--- SOURCE RECORDS ---
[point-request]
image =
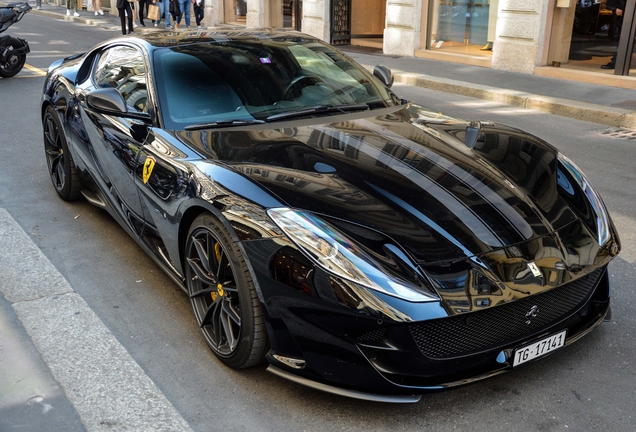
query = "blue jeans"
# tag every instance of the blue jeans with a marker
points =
(184, 5)
(164, 10)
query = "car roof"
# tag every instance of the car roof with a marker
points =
(212, 35)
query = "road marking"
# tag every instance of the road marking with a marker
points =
(34, 69)
(107, 388)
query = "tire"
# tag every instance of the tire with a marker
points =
(14, 62)
(59, 161)
(223, 295)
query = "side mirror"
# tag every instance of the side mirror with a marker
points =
(110, 101)
(384, 74)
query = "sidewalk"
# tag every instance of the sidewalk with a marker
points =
(587, 102)
(61, 369)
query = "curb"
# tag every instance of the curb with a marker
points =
(610, 116)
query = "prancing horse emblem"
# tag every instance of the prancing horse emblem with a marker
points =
(535, 269)
(532, 314)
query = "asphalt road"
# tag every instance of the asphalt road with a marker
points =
(590, 385)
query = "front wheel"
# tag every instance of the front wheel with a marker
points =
(59, 161)
(223, 295)
(13, 62)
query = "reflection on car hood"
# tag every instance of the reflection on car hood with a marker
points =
(408, 174)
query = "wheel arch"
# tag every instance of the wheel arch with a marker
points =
(187, 219)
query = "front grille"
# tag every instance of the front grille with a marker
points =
(501, 325)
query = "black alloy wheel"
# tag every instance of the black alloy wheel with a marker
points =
(58, 159)
(14, 62)
(223, 296)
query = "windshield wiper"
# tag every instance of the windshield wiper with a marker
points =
(223, 123)
(318, 109)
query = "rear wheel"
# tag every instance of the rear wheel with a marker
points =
(223, 296)
(62, 170)
(13, 62)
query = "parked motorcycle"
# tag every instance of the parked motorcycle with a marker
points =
(13, 50)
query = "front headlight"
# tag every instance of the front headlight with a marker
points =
(602, 217)
(337, 255)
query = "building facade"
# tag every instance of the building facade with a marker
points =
(568, 39)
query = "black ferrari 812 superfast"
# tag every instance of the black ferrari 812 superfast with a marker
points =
(359, 243)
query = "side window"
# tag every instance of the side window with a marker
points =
(123, 68)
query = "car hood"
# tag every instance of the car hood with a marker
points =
(407, 173)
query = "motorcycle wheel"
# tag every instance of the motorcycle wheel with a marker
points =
(13, 62)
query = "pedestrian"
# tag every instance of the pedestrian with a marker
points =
(71, 4)
(184, 7)
(618, 8)
(97, 5)
(125, 13)
(163, 11)
(199, 7)
(143, 11)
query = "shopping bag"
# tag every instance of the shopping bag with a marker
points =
(153, 12)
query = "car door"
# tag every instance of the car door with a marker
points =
(115, 141)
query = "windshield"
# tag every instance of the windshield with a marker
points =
(248, 80)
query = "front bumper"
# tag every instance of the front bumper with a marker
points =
(335, 347)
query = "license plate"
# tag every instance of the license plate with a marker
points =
(539, 348)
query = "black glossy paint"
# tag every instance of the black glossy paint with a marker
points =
(460, 223)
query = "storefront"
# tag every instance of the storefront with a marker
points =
(569, 39)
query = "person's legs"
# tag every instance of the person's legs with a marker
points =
(130, 17)
(618, 25)
(185, 10)
(165, 9)
(198, 14)
(122, 19)
(142, 12)
(181, 10)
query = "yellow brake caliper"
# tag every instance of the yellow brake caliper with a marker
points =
(219, 287)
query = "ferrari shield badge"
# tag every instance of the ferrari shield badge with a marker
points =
(148, 166)
(535, 269)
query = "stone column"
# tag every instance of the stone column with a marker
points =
(402, 30)
(264, 13)
(522, 35)
(316, 18)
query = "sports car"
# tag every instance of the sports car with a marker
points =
(358, 243)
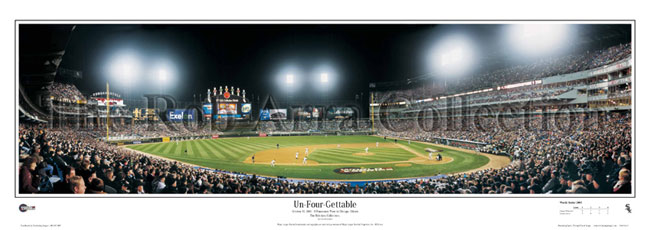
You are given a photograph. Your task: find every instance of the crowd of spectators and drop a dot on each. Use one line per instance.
(545, 68)
(579, 154)
(592, 158)
(65, 92)
(516, 74)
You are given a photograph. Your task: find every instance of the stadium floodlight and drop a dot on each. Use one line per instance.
(290, 79)
(162, 75)
(453, 55)
(125, 68)
(538, 39)
(324, 78)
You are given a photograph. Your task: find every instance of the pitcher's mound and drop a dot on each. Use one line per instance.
(426, 161)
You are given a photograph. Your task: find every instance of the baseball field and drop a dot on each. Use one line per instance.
(324, 157)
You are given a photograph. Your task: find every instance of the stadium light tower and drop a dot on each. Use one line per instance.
(125, 68)
(538, 39)
(453, 55)
(290, 79)
(324, 78)
(162, 75)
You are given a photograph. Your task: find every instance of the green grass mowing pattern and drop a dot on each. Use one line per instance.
(228, 154)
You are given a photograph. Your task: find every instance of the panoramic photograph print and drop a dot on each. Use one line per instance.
(523, 108)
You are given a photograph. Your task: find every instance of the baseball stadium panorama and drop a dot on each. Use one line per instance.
(537, 109)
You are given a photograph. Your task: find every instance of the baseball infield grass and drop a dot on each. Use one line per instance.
(326, 156)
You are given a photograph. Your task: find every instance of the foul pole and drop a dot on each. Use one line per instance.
(372, 111)
(108, 111)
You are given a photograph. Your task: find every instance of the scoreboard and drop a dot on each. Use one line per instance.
(227, 105)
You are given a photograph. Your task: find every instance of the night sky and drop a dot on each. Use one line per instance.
(252, 57)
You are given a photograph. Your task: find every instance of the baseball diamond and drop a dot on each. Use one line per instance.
(326, 154)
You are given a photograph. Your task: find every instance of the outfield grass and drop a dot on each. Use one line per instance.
(229, 154)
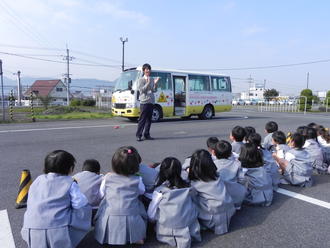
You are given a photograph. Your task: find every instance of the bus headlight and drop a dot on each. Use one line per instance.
(130, 105)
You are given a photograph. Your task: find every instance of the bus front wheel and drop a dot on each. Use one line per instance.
(207, 113)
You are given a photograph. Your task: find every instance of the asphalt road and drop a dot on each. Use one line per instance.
(288, 222)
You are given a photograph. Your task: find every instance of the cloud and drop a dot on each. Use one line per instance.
(120, 13)
(252, 30)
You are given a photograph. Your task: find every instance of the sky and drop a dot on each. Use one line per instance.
(237, 38)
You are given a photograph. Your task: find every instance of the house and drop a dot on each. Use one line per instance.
(55, 89)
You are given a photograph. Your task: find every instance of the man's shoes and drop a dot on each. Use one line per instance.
(148, 137)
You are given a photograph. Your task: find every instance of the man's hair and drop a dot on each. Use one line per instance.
(271, 127)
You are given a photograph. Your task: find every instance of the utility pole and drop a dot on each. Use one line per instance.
(307, 79)
(2, 94)
(250, 82)
(19, 88)
(123, 40)
(67, 75)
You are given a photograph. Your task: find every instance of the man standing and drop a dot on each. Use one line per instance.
(146, 87)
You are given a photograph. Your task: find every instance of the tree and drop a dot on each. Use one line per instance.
(270, 93)
(309, 96)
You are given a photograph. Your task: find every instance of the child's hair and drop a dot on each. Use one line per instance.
(254, 138)
(238, 133)
(323, 133)
(223, 149)
(202, 167)
(311, 133)
(298, 140)
(249, 130)
(279, 137)
(250, 156)
(170, 170)
(60, 162)
(271, 127)
(211, 142)
(126, 161)
(91, 165)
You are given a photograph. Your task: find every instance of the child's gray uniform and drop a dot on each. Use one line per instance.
(271, 168)
(176, 217)
(89, 184)
(214, 204)
(316, 153)
(149, 177)
(49, 220)
(229, 170)
(236, 147)
(259, 186)
(121, 217)
(267, 144)
(299, 170)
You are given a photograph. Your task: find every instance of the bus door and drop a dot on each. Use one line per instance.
(179, 88)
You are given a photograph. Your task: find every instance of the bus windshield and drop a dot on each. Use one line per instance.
(125, 77)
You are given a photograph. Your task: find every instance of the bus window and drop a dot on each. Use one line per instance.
(164, 82)
(199, 83)
(220, 84)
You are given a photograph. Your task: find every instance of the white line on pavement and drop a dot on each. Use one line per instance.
(61, 128)
(304, 198)
(6, 235)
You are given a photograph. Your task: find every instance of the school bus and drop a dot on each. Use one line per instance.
(179, 94)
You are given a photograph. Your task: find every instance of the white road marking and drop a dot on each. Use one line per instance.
(62, 128)
(304, 198)
(6, 235)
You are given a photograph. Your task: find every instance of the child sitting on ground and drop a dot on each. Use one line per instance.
(270, 127)
(296, 166)
(229, 170)
(255, 177)
(237, 136)
(315, 151)
(269, 162)
(172, 207)
(57, 214)
(121, 217)
(279, 141)
(89, 181)
(214, 204)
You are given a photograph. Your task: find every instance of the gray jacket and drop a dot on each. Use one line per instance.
(146, 91)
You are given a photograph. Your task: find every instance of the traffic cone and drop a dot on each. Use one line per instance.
(289, 137)
(23, 190)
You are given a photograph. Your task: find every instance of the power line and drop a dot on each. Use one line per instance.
(30, 47)
(264, 67)
(23, 23)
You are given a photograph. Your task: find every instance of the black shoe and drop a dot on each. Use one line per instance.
(148, 137)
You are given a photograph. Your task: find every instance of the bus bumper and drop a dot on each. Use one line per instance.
(129, 112)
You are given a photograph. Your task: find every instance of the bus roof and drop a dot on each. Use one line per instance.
(139, 68)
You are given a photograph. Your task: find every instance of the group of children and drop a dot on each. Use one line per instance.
(179, 199)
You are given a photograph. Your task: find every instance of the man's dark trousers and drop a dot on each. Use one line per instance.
(145, 120)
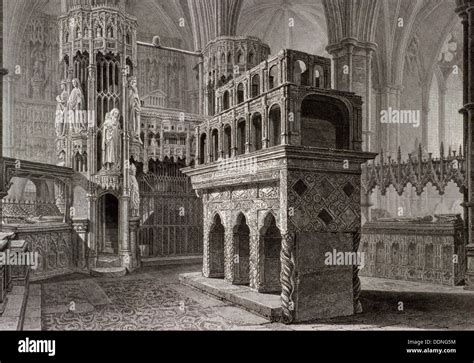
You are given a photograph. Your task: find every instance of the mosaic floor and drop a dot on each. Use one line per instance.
(153, 299)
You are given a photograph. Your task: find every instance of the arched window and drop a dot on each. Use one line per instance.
(318, 76)
(242, 249)
(255, 86)
(216, 248)
(256, 132)
(270, 238)
(300, 73)
(273, 77)
(203, 147)
(225, 100)
(240, 57)
(241, 139)
(227, 142)
(240, 93)
(275, 126)
(434, 141)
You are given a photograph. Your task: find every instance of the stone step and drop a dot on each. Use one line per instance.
(108, 272)
(170, 261)
(106, 261)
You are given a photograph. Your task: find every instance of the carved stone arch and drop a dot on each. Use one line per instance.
(269, 250)
(216, 253)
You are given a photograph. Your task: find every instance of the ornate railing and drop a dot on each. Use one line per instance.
(419, 170)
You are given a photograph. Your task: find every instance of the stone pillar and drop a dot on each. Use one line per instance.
(465, 10)
(80, 227)
(134, 250)
(284, 120)
(388, 98)
(92, 243)
(353, 73)
(442, 114)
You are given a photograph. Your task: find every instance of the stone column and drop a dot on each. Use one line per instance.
(134, 250)
(442, 114)
(265, 127)
(124, 206)
(229, 255)
(198, 146)
(80, 227)
(248, 132)
(92, 242)
(465, 10)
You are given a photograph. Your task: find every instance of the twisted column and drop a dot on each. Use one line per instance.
(287, 279)
(356, 286)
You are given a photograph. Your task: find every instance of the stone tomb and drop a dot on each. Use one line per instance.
(274, 209)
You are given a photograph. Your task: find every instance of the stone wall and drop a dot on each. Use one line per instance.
(53, 242)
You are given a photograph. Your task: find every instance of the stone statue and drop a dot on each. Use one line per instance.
(134, 192)
(111, 141)
(76, 104)
(135, 108)
(61, 110)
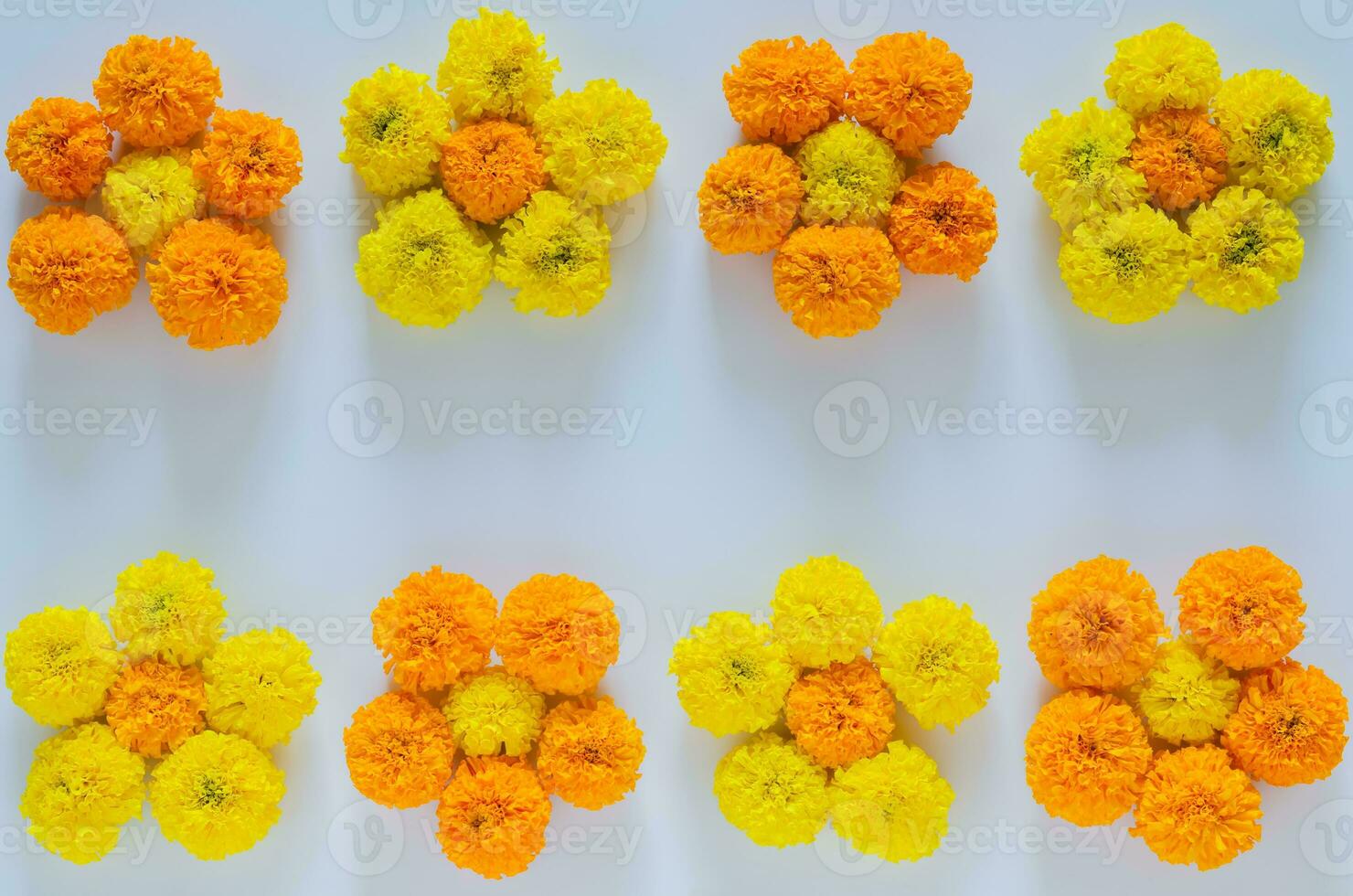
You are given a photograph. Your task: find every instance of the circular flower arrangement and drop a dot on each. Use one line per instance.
(527, 730)
(217, 281)
(1186, 179)
(828, 665)
(843, 161)
(176, 700)
(516, 191)
(1176, 730)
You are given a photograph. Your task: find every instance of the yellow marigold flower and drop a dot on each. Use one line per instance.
(1126, 267)
(1277, 134)
(425, 261)
(434, 628)
(154, 707)
(217, 795)
(770, 791)
(400, 750)
(59, 664)
(493, 816)
(908, 87)
(557, 255)
(938, 659)
(783, 91)
(494, 712)
(219, 282)
(1197, 808)
(157, 92)
(730, 676)
(1290, 724)
(59, 148)
(1085, 757)
(1242, 606)
(895, 805)
(591, 752)
(394, 124)
(1163, 68)
(495, 68)
(840, 713)
(1245, 247)
(68, 267)
(260, 685)
(836, 281)
(83, 786)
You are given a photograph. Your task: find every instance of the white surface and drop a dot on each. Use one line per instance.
(726, 482)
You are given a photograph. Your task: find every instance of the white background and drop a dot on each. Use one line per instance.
(727, 481)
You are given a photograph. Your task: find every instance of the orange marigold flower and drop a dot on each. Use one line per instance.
(493, 816)
(218, 282)
(1096, 625)
(943, 221)
(1242, 606)
(911, 88)
(835, 281)
(1085, 757)
(434, 628)
(1290, 724)
(840, 713)
(785, 90)
(157, 92)
(591, 752)
(558, 633)
(67, 267)
(400, 750)
(59, 148)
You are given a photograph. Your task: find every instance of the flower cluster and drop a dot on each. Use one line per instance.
(828, 665)
(217, 281)
(516, 191)
(527, 729)
(1177, 730)
(839, 154)
(197, 710)
(1186, 179)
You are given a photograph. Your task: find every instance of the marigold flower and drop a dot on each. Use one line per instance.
(59, 148)
(81, 788)
(218, 282)
(1242, 606)
(770, 791)
(908, 87)
(1197, 808)
(59, 664)
(68, 267)
(400, 750)
(783, 91)
(157, 92)
(1290, 724)
(434, 628)
(1085, 757)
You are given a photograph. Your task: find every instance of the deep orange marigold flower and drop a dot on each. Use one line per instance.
(68, 267)
(157, 92)
(1290, 724)
(218, 282)
(400, 750)
(835, 281)
(785, 90)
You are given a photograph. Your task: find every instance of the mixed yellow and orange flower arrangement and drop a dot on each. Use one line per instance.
---
> [WHAT IS EXPECTED]
Within the entries, how many lines contain the word "pedestrian"? Answer with a number alone.

> [SOLVED PROBLEM]
2